[AUFGABENSTELLUNG]
1) Beantworten Sie anhand des Forumsbeitrags über Kirche und Marketing die folgenden Fragen:
(a) Für wen zahlt die Kirche laut dem Beitrag?
(b) Welchen Text auf Roberts HP soll man lesen?
(c) Wozu führt Multikulturalität in der Antwort an Martin oft?
2) Erklären Sie mit der Begründung aus dem Forumsbeitrag über Kirche und Marketing, warum der Verfasser in seiner Antwort an Martin Begriffe aus der Semiotik verwendet.
3) Setzen Sie den Forumsbeitrag über Kirche und Marketing nach seinem letzten Satz fort.

[DOKUMENTTEXT]
···

Fangen wir mal mit den Sektenbeauftragten an die den Job haben die Mitwettbewerber zu diskreditieren.

Die Kirche geht mit der Zeit. Bibeln erscheinen in Comikform. Die Kirche goes online. Die Kirche tritt als Großaktionär auf. Die Kirche setzt dem Trend entsprechend auf die Anti-Kriegs-Schiene.

Aus PR-Gründen räumt man inzwischen sogar schlimmste Verfehlungen von Kirchenmitarbeitern ein und verurteilt diese öffentlich. Wäre noch vor 10 Jahren undenkbar gewesen.

Und warum zahlt die Kirche für uneheliche Kinder von Pfarrern ? Kein Marketing ? Oh doch !

 

Und wie siehts mit der Einstellung zum Zeitgeist ein ? Ließ doch bitte mal "Hirntod der Moraltheologie" auf Roberts HP.  Dort beschreibt Robert einige weitere Beispiele die die 180 Grad-Drehungen von Bischöfen und Co. beschreiben.

 

Also wenn Du ernsthaft mit Spannung auf ein Beispiel gewartet hast weil Dir selbst keines einfiel dann ist das entweder ziemlich naiv oder geschwindelt, gell ?

 

Vielleicht hilft es Dir auch wenn Du Dir den Begriff Marketing (in Sachen Kirche vorzugsweise mit der Ausrichtung PR) mal definierst.

 

 

Gruß Frank

   

Geschrieben


Zitat von Martin am 16:46 - 1.März.2003

 "Begriffe" aus einem offensichtlich anderen "System" werden benutzt, aus dem Zusammenhang gerissen um für plakative Aufmerksamkeit zu sorgen. Verbunden mit einem in Kauf genommenen Vor-den-Kopf-Stoßen der "Mitglieder" dieses "Systems", denn hier geht es letztendlich für Christen nicht um eine Banalität, sondern um Leben und Tod.

 

 


 

Ja, Martin, aber was erwartest Du? Daß Zeichen aus einem Textsystem in ein anderes importiert werden und dort im anderen Kontext eine neue Bedeutung  erhalten, ist gang und gäbe in einer multikulturellen Gesellschaft: Multikulturalität (das Nebeneinander verschiedener Kulturen) führt oft zu Interkulturalität (dem Miteinander-in-Beziehung-Treten verschiedener Kulturen und den sich daraus ergebenden neuen "Texten" - um das ganze mit Begriffen aus der Semiotik zu beschreiben, die für solche Phänomene die geeignetste "brille" ist). Ob und inwiefern sich dabei jedes beteiligte Kultursystem gebührend geachtet fühlt, ist eine andere Frage. Wer weiß, vielleicht fühlt sich ja auch manch ein liberaler und freigeistiger Eis-Liebhaber durch die Verwendung der christlichen Versatzstücke ganz schön vor den Kopf gestoßen.

···

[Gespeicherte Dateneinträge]
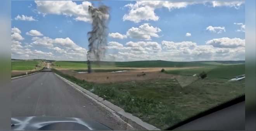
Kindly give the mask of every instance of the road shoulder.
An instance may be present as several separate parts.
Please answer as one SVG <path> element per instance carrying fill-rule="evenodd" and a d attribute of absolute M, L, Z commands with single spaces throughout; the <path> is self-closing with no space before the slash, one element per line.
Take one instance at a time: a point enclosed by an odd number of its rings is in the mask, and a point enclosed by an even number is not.
<path fill-rule="evenodd" d="M 143 121 L 141 119 L 133 116 L 131 114 L 125 112 L 123 109 L 114 105 L 107 101 L 104 100 L 102 98 L 90 92 L 73 82 L 67 80 L 56 73 L 54 73 L 54 74 L 61 79 L 69 84 L 72 87 L 75 87 L 84 95 L 88 97 L 89 98 L 93 99 L 97 103 L 105 107 L 111 112 L 118 115 L 125 122 L 127 123 L 128 124 L 131 125 L 135 128 L 138 129 L 139 130 L 160 130 L 154 126 Z"/>

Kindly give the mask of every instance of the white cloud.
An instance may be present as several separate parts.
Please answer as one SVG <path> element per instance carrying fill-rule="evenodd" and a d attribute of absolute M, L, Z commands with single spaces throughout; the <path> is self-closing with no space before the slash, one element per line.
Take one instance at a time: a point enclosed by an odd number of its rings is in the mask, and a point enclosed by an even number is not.
<path fill-rule="evenodd" d="M 112 33 L 109 34 L 109 36 L 114 38 L 118 38 L 121 39 L 126 38 L 127 37 L 125 35 L 122 35 L 119 33 Z"/>
<path fill-rule="evenodd" d="M 129 8 L 129 13 L 125 14 L 123 17 L 125 20 L 130 20 L 138 23 L 142 20 L 157 21 L 159 17 L 157 15 L 155 10 L 162 8 L 167 8 L 170 11 L 175 8 L 185 8 L 187 6 L 195 4 L 209 4 L 211 7 L 220 6 L 234 7 L 238 9 L 244 1 L 139 1 L 134 4 L 128 4 L 125 6 Z"/>
<path fill-rule="evenodd" d="M 226 6 L 228 7 L 234 7 L 236 9 L 239 8 L 240 6 L 245 3 L 245 1 L 213 1 L 211 3 L 214 7 L 221 6 Z"/>
<path fill-rule="evenodd" d="M 27 16 L 24 15 L 21 15 L 20 16 L 19 15 L 17 15 L 16 17 L 14 18 L 15 20 L 26 20 L 26 21 L 36 21 L 35 20 L 33 17 L 31 16 Z"/>
<path fill-rule="evenodd" d="M 191 36 L 191 34 L 189 33 L 186 33 L 186 36 Z"/>
<path fill-rule="evenodd" d="M 154 9 L 148 6 L 131 8 L 129 14 L 125 14 L 123 17 L 123 21 L 130 20 L 135 23 L 138 23 L 142 20 L 157 21 L 159 19 L 159 17 L 154 12 Z"/>
<path fill-rule="evenodd" d="M 237 48 L 239 47 L 245 47 L 245 39 L 235 38 L 230 39 L 223 37 L 214 39 L 206 42 L 206 44 L 212 45 L 214 47 L 221 48 Z"/>
<path fill-rule="evenodd" d="M 43 36 L 43 35 L 41 32 L 40 32 L 35 30 L 32 30 L 29 31 L 29 32 L 26 33 L 26 35 L 29 35 L 31 36 Z"/>
<path fill-rule="evenodd" d="M 48 56 L 54 55 L 54 54 L 52 52 L 45 52 L 41 50 L 34 50 L 33 53 L 36 55 L 42 55 Z"/>
<path fill-rule="evenodd" d="M 151 37 L 159 37 L 156 33 L 161 31 L 159 28 L 154 27 L 152 26 L 149 26 L 148 23 L 145 23 L 138 28 L 131 27 L 127 31 L 126 35 L 131 38 L 150 40 Z"/>
<path fill-rule="evenodd" d="M 225 27 L 214 27 L 212 26 L 209 26 L 208 27 L 206 27 L 206 30 L 209 30 L 210 32 L 212 32 L 216 33 L 217 32 L 218 34 L 221 33 L 222 32 L 222 31 L 224 32 L 226 32 L 226 30 L 225 29 Z"/>
<path fill-rule="evenodd" d="M 127 51 L 145 51 L 148 52 L 157 52 L 161 51 L 161 45 L 156 42 L 139 41 L 137 42 L 130 41 L 125 44 L 127 47 L 122 48 Z"/>
<path fill-rule="evenodd" d="M 237 29 L 237 30 L 236 30 L 236 32 L 245 32 L 245 24 L 244 24 L 242 23 L 234 23 L 234 24 L 235 25 L 240 25 L 240 29 Z"/>
<path fill-rule="evenodd" d="M 115 41 L 111 41 L 107 44 L 109 49 L 119 49 L 123 46 L 122 44 Z"/>
<path fill-rule="evenodd" d="M 33 37 L 31 40 L 33 40 L 33 41 L 35 41 L 35 40 L 37 40 L 40 39 L 41 38 L 40 38 L 40 37 Z"/>
<path fill-rule="evenodd" d="M 23 40 L 24 38 L 22 37 L 21 35 L 18 33 L 14 32 L 11 35 L 11 37 L 12 39 L 17 40 Z"/>
<path fill-rule="evenodd" d="M 196 43 L 191 41 L 175 42 L 163 40 L 162 42 L 162 44 L 164 46 L 163 49 L 167 50 L 178 50 L 182 47 L 194 48 L 197 46 Z"/>
<path fill-rule="evenodd" d="M 32 40 L 35 40 L 32 43 L 33 45 L 48 47 L 53 47 L 54 45 L 59 45 L 65 47 L 77 48 L 79 46 L 71 40 L 69 38 L 56 38 L 53 39 L 48 37 L 44 37 L 43 38 L 35 37 Z"/>
<path fill-rule="evenodd" d="M 61 49 L 57 47 L 50 48 L 51 49 L 56 51 L 56 52 L 61 54 L 67 54 L 67 52 L 64 49 Z"/>
<path fill-rule="evenodd" d="M 11 48 L 18 48 L 18 49 L 22 49 L 23 47 L 21 45 L 17 45 L 17 44 L 11 44 Z"/>
<path fill-rule="evenodd" d="M 25 48 L 29 48 L 29 47 L 32 47 L 32 46 L 31 45 L 29 44 L 28 43 L 25 44 L 25 46 L 24 46 L 24 47 Z"/>
<path fill-rule="evenodd" d="M 14 45 L 20 45 L 21 44 L 21 42 L 19 42 L 19 41 L 11 40 L 11 44 Z"/>
<path fill-rule="evenodd" d="M 53 40 L 46 37 L 40 38 L 37 37 L 33 37 L 32 40 L 36 40 L 33 42 L 31 44 L 33 45 L 43 46 L 47 47 L 53 47 Z"/>
<path fill-rule="evenodd" d="M 21 31 L 17 28 L 15 27 L 14 27 L 13 28 L 12 28 L 12 33 L 17 33 L 19 34 L 21 33 Z"/>
<path fill-rule="evenodd" d="M 74 20 L 85 22 L 91 22 L 91 17 L 88 12 L 88 7 L 92 3 L 84 1 L 77 4 L 72 1 L 35 1 L 36 8 L 40 13 L 62 15 L 74 16 Z"/>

···

[LÖSUNGEN]
1)
(a) Für uneheliche Kinder von Pfarrern.
(b) Den Text „Hirntod der Moraltheologie“.
(c) Zu Interkulturalität, also zum Miteinander-in-Beziehung-Treten verschiedener Kulturen.

2) Der Verfasser hält die Semiotik für die geeignetste „Brille“, um solche Phänomene zu beschreiben. Deshalb stellt er mit ihren Begriffen dar, wie Zeichen aus einem Textsystem in ein anderes übernommen werden und dort eine neue Bedeutung erhalten.

3)
 

Denn schließlich stößt ja auch das von Dir genannte System  fortwährend Leute vor den Kopf, indem es Dinge, die anderen heilig sind, in den Dreck zieht. (Ein gutes Beispiel hierfür wäre die aus gesellschaftlicher Sicht sicher recht wertvolle Werbung mit dem Schwulenpaar- eine Minderheitenethik, die zum Beispiel von dem christlichen System sehr viel übler in den Dreck gezogen wird als die sieben Christen-Sünden es in der Eiskampagne werden).

 

Ich finde, daß ein System, das so aggressiv mit seiner Botschaft in die Öffentlichkeit tritt wie die Kirche, kein Anrecht mehr auf das alleinige Copyright seiner Zeichen hat.  Man kann auch Deschner nicht verbieten, sich ein Kreuz umzuhängen - seis auch nur, weil ihm die Form gefällt.

 

Und was ich nicht verstehe, Martin: Wieso eigentlich fühlt man sich als "Angehöriger des einen Systems" vor den Kopf gestoßen, nur weil  die Elemente des eigenen Systems in einem fremden Kontext verwendet werden? Man fordert ja keinen Christen explizit auf, die Sünden zu begehen. Die Frage nach "Leben und Tod" kann der Christ sich nach wie vor gemäß seinem System beantworten.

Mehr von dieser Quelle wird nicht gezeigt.